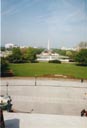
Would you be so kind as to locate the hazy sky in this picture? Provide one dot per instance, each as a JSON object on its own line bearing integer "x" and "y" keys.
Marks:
{"x": 33, "y": 22}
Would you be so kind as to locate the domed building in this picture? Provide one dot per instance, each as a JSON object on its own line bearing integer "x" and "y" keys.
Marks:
{"x": 48, "y": 55}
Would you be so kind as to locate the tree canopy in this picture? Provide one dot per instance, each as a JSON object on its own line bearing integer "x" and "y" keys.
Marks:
{"x": 81, "y": 57}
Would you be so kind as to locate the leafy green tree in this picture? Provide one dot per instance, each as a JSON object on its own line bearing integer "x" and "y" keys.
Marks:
{"x": 81, "y": 57}
{"x": 16, "y": 56}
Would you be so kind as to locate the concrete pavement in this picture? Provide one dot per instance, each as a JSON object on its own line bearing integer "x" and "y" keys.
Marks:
{"x": 20, "y": 120}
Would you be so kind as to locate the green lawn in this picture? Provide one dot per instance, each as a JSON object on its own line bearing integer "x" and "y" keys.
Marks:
{"x": 40, "y": 69}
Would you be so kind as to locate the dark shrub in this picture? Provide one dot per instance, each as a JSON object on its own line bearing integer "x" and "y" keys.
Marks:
{"x": 55, "y": 61}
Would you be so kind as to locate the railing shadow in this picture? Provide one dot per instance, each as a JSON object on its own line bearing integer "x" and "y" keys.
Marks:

** Requirement **
Please quote the lines of the listing above, starting with the line that contains "Would you be so kind as to locate the railing" and going on through the end of the listing.

** Answer **
Would you be so kind as to locate the railing shadow in this picture? Provide one dot per instance, each as a JSON object on its own line bearing integer "x" and "y" keys.
Marks:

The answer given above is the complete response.